WORK TO COMPLETE.
Please rewrite the records below, replacing "Pin every instance of" with "Mark each occurrence of" everywhere and changing nothing else. Leave the pictures out of your answer.
┌──
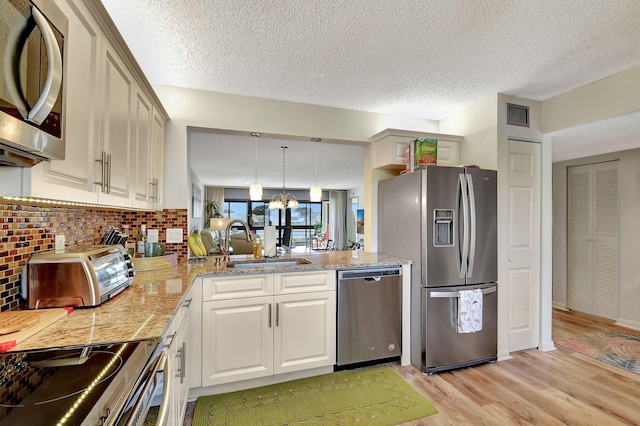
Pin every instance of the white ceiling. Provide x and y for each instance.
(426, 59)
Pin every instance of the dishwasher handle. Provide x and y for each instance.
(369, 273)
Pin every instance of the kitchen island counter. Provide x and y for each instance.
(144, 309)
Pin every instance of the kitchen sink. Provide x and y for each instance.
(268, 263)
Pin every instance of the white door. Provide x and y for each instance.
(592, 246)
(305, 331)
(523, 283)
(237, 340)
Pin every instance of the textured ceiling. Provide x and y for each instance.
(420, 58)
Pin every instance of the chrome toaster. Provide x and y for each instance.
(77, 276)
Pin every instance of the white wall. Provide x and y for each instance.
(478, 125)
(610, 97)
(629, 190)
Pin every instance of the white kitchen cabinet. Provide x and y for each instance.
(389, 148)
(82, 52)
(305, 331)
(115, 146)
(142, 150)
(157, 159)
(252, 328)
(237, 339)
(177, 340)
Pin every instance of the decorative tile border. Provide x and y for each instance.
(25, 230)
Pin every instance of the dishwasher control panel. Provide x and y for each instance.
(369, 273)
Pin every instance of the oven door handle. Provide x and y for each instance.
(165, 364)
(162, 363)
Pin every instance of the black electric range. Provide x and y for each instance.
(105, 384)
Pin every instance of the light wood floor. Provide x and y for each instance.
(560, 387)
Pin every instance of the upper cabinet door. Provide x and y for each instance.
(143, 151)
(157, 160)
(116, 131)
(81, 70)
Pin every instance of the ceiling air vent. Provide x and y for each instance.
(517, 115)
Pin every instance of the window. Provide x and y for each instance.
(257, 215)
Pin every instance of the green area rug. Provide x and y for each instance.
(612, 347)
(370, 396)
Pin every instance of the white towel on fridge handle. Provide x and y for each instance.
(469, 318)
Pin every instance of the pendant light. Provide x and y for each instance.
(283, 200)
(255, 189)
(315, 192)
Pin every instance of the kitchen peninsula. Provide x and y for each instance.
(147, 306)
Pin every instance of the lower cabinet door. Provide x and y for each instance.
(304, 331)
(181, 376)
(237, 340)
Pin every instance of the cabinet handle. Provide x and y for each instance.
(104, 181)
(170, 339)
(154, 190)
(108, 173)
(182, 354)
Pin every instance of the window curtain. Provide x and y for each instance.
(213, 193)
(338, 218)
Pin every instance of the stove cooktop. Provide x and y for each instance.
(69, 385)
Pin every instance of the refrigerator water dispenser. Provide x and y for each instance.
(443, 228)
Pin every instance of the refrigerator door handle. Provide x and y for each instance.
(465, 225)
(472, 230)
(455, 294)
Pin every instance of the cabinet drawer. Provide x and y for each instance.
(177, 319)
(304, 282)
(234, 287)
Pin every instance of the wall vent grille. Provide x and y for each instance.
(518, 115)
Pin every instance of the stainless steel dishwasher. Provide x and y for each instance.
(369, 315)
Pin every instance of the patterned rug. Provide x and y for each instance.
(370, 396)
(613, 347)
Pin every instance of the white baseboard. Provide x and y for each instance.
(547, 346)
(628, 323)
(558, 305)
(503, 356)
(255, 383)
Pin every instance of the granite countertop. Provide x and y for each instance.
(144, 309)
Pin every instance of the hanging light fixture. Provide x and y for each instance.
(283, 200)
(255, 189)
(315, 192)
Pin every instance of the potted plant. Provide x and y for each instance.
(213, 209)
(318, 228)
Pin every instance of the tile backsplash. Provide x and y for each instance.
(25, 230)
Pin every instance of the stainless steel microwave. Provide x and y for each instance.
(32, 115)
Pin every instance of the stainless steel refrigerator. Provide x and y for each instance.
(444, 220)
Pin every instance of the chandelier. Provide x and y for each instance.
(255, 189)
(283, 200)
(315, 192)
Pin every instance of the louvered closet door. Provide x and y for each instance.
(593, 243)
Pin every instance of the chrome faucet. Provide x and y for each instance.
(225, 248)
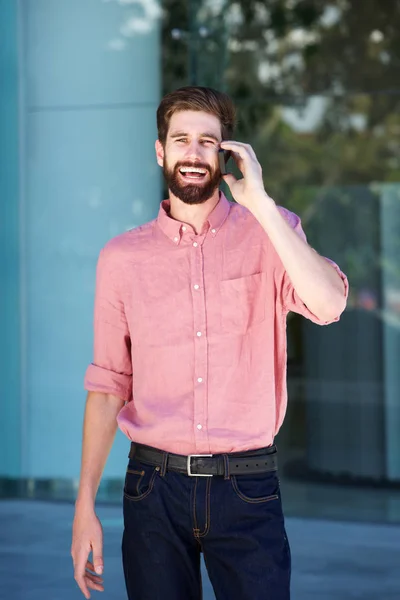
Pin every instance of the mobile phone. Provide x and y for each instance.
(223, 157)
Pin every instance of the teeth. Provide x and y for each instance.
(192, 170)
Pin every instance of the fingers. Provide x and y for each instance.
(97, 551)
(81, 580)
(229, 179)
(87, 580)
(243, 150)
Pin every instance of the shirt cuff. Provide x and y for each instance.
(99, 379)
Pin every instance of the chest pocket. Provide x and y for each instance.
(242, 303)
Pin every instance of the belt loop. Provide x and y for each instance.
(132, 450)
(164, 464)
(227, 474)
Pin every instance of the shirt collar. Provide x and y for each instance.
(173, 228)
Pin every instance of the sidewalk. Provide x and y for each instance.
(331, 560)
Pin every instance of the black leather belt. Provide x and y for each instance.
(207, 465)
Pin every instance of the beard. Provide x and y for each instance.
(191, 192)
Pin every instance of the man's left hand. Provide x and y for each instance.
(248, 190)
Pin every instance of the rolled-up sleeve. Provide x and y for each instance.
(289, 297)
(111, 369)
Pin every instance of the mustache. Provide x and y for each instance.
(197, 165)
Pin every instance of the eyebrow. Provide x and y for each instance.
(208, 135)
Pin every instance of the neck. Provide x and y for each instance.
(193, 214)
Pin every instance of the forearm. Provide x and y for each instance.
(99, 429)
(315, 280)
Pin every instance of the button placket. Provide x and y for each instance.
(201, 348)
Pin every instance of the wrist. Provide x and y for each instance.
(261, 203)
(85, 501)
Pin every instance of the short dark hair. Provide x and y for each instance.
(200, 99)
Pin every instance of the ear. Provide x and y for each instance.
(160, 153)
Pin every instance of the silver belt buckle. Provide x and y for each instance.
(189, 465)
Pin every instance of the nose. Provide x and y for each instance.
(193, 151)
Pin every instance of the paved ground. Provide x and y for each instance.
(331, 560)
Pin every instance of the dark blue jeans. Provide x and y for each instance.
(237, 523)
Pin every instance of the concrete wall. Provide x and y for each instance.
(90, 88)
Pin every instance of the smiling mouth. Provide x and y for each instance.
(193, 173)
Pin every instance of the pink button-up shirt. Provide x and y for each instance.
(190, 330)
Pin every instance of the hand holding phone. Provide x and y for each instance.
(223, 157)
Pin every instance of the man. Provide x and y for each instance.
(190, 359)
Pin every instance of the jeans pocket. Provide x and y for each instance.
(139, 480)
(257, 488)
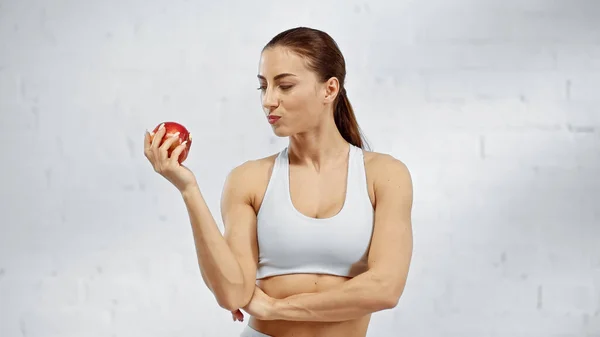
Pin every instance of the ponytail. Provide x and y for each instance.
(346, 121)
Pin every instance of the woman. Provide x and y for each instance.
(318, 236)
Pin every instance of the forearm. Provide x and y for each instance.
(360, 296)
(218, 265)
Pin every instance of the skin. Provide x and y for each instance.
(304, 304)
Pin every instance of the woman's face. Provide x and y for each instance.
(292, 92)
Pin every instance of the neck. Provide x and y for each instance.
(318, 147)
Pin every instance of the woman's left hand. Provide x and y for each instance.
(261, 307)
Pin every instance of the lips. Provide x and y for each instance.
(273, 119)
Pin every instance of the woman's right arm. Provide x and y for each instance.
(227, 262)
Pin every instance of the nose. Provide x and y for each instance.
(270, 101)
└──
ANSWER TO THE EXERCISE.
Mark each occurrence of the white ceiling. Provide x and y for each instance.
(426, 59)
Mark each occurrence of the dishwasher handle. Provide x and y for each instance.
(369, 273)
Mark each occurrence of the kitchen island counter. Provide x and y for each instance.
(144, 309)
Mark each occurrence of the kitchen sink. Provide x and y for each instance.
(268, 263)
Mark each occurrence of the white door. Provide x and y for each instance.
(592, 246)
(305, 331)
(523, 283)
(237, 340)
Mark each occurrence of the textured ceiling. Provide x and y for each instance.
(420, 58)
Mark each occurrence of the chrome toaster. Provide x and y for each instance.
(77, 276)
Mark each occurrence of the white wall. Provide x and y for each instance.
(478, 125)
(610, 97)
(629, 190)
Mark each occurrence of the white kitchen cabinet. Provide x and y for each instance.
(389, 148)
(82, 52)
(305, 331)
(115, 146)
(142, 150)
(157, 159)
(252, 328)
(237, 339)
(177, 340)
Mark each occurrence of the decorative tile border. Provide x and y for each instance.
(25, 230)
Mark each occurrence of the dishwasher control panel. Provide x and y for each instance.
(369, 273)
Mark each occurrence of the oven door handle. Provide x and y for each instance.
(165, 364)
(162, 363)
Mark each occurrence of the black electric range. Provide x and y for each instance.
(105, 384)
Mark each occurrence of the light wood floor. Provide x and y for each instance.
(560, 387)
Mark each occurrence of the upper cabinet door. Provide x and y for each instance.
(143, 151)
(157, 160)
(116, 131)
(81, 70)
Mark each occurrence of the ceiling air vent. Provide x and y for each instance.
(517, 115)
Mark each occurrence of the window. Provide x and y for each instance.
(257, 215)
Mark each occurrence of the green area rug. Provide x and y for each instance.
(612, 347)
(370, 396)
Mark each occurrence of the white towel on fridge handle. Provide x and y for each instance.
(469, 318)
Mark each occurrence of the pendant light. Provide x and y for each instance.
(283, 200)
(255, 189)
(315, 192)
Mark each occurrence of the kitchen peninsula. Provide x and y for each instance.
(147, 306)
Mark each occurrence of the lower cabinet door. Provide x and y for each instance.
(304, 331)
(181, 376)
(237, 340)
Mark each occurrence of the cabinet handle. Provide x and y for each instance.
(104, 181)
(170, 339)
(154, 190)
(108, 173)
(182, 354)
Mark each occurrence of the window curtain. Provide x and y for each instance.
(213, 193)
(338, 218)
Mark each occurrence of the stove cooktop. Provide x and y for each instance.
(69, 385)
Mark each occurrence of the refrigerator water dispenser. Provide x and y for each instance.
(443, 228)
Mark each occurrence of the refrigerator door handle. Provide x and y for each instance.
(465, 225)
(472, 230)
(455, 294)
Mark each occurrence of the cabinet drawer. Provide x and y for each instance.
(177, 319)
(304, 282)
(234, 287)
Mark each occurrence of the wall vent grille. Provide x and y for each instance.
(518, 115)
Mark each occurrence of the stainless steel dishwasher. Provide x and y for each instance.
(369, 315)
Mark each occurrence of the patterned rug. Provide x and y for each instance.
(370, 396)
(613, 347)
Mark each occurrence of the white baseboard. Provide x and y for each instance.
(547, 346)
(628, 323)
(558, 305)
(503, 356)
(255, 383)
Mark each occurrence of the granite countertop. Provide x and y for each instance.
(144, 309)
Mark each occurrence of the hanging light fixture. Provide x and y for each instance.
(283, 200)
(255, 189)
(315, 192)
Mark each occurrence of the potted plant. Provide x and y for each instance.
(213, 209)
(318, 228)
Mark each occurrence of the tile backsplash. Provide x and y for each instance.
(25, 230)
Mark each occurrence of the stainless steel microwave. Provide x and y for each instance.
(32, 115)
Mark each occurrence of the stainless steel refrigerator. Provide x and y for each instance.
(444, 220)
Mark each occurrence of the chandelier. Provide x and y for each instance.
(255, 189)
(283, 200)
(315, 192)
Mark each occurrence of the louvered closet door. Provide x and y for each instance.
(593, 243)
Mark each occurrence of the chrome faucet. Provide x and y for each instance.
(225, 248)
Mark each occurrence of the mobile phone. Provide x and y for each instance.
(223, 157)
Mark each occurrence of the teeth. Provide x and y for each instance.
(192, 170)
Mark each occurrence of the fingers. Provide x and y for each instance.
(97, 551)
(81, 580)
(229, 179)
(87, 580)
(243, 150)
Mark each occurrence of the shirt cuff. Provide x and y for each instance.
(99, 379)
Mark each occurrence of the chest pocket. Provide x and y for each instance.
(242, 303)
Mark each occurrence of the belt loop. Provide x and y for each instance.
(132, 450)
(164, 464)
(227, 474)
Mark each occurrence of the shirt collar. Provide x and y for each instance.
(173, 228)
Mark each occurrence of the sidewalk. Provide x and y for each instance.
(331, 560)
Mark each occurrence of the black leather belt. Provide x and y for each instance.
(207, 465)
Mark each occurrence of the beard. Provide x and y for each instance.
(191, 192)
Mark each occurrence of the man's left hand. Provide x and y for each instance.
(248, 190)
Mark each occurrence of the rolled-up sleeve. Provide x and y for each instance.
(289, 297)
(111, 369)
Mark each occurrence of the mustache. Provide x and y for each instance.
(197, 165)
Mark each occurrence of the eyebrow. Provide x and y for each instance.
(208, 135)
Mark each occurrence of the neck. Provide x and y for each instance.
(193, 214)
Mark each occurrence of the forearm. Provide x and y for each instance.
(99, 429)
(315, 280)
Mark each occurrence of the button placket. Provide x and y for each instance.
(201, 348)
Mark each occurrence of the wrist. Provide x and y for each instance.
(261, 203)
(85, 501)
Mark each occurrence of the short dark hair. Provide x and y for each instance.
(200, 99)
Mark each occurrence of the ear. Provide x and y for each instance.
(160, 153)
Mark each occurrence of the silver belt buckle. Provide x and y for each instance.
(189, 465)
Mark each occurrence of the nose. Provide x and y for each instance.
(193, 151)
Mark each occurrence of the paved ground. Provide x and y for each instance.
(331, 560)
Mark each occurrence of the dark blue jeans. Provide x and y for each instance.
(237, 523)
Mark each occurrence of the concrete wall. Provide x and y for each instance.
(90, 88)
Mark each occurrence of the smiling mouth. Provide x and y for each instance.
(193, 173)
Mark each occurrence of the pink button-up shirt. Provide x and y for each instance.
(190, 330)
Mark each occurrence of the hand holding phone. Provide x and y for each instance.
(223, 157)
Mark each occurrence of the man. Provide x and y for each instance.
(190, 359)
Mark each occurrence of the jeans pocket. Provide x and y for each instance.
(139, 480)
(257, 488)
Mark each occurrence of the ponytail. Provide x and y for each instance.
(346, 121)
Mark each occurrence of the woman. Provide x and y for each instance.
(318, 236)
Mark each occurrence of the forearm. Provide x and y for each instance.
(360, 296)
(218, 265)
Mark each occurrence of the skin. Provide x and y for each instance.
(304, 304)
Mark each occurrence of the woman's face. Provide x and y for each instance.
(292, 92)
Mark each occurrence of the neck. Provide x and y for each instance.
(318, 147)
Mark each occurrence of the woman's left hand. Provide x and y for each instance.
(261, 307)
Mark each occurrence of the lips. Provide x and y for each instance.
(273, 119)
Mark each occurrence of the woman's right arm. Provide x and y for each instance.
(227, 262)
Mark each occurrence of the nose. Provide x and y for each instance.
(270, 101)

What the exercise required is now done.